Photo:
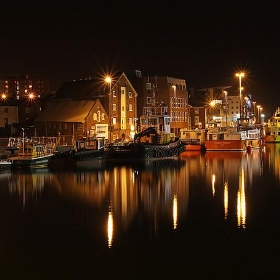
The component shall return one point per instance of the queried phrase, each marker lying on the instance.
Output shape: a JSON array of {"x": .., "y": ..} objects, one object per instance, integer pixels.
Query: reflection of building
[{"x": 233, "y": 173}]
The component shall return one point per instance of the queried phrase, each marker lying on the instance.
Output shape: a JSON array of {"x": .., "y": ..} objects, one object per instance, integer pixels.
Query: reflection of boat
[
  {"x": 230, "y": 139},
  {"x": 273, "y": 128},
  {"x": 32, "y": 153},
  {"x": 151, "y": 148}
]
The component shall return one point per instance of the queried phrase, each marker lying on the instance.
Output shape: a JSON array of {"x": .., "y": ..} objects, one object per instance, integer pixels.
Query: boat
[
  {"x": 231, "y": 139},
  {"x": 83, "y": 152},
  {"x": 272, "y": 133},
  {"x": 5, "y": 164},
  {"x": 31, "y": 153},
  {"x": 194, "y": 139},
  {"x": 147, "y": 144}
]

# # # # #

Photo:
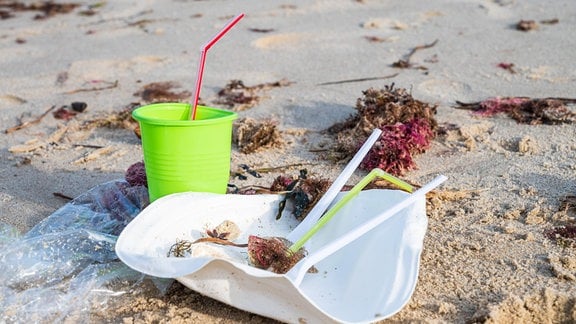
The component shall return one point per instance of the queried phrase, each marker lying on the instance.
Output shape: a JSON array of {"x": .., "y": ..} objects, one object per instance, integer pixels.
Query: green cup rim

# # # # #

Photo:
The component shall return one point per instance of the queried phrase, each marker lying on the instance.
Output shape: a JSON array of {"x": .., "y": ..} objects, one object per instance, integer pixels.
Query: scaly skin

# # # # #

▶ **WRITTEN INSTRUCTION**
Find every line of the items above that contains the word "reflection" and copy each such line in full. Treat case as significant.

▶ **ANSWER TO THIS PROBLEM**
Query: reflection of building
Query: reflection of boat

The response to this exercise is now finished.